**Brief**:
Retype every one of the following records word for word, leaving out the pictures.

**Given records**:
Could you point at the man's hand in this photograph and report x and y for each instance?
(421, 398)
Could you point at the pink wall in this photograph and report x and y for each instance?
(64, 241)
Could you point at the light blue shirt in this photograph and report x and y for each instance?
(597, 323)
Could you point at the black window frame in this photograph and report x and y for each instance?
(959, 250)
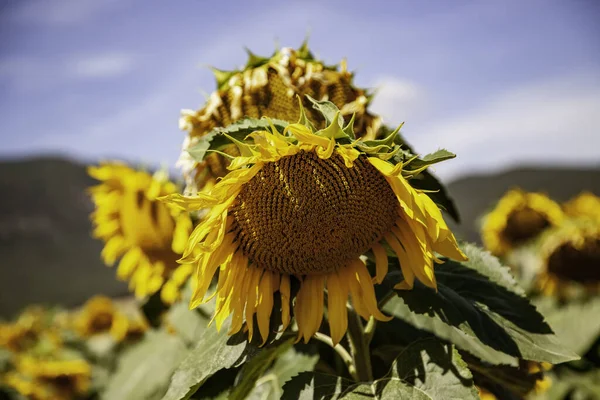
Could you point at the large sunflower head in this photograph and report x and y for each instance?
(147, 235)
(268, 86)
(570, 257)
(299, 208)
(585, 205)
(517, 218)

**Exercise output**:
Could you point at the man's hand in this photograph and report x and y for each instance?
(421, 398)
Could you point at the pink wall in this photograph and report x and y for each instance?
(64, 241)
Could you point at the light blue shirt in this photograph and report x and y for each instance?
(597, 323)
Could you point at the black window frame in this photograph and report x and y for each instance?
(959, 250)
Could you point at the large sunflower head in this photograph and report x and y for each instance?
(147, 235)
(268, 86)
(570, 257)
(299, 208)
(585, 205)
(517, 218)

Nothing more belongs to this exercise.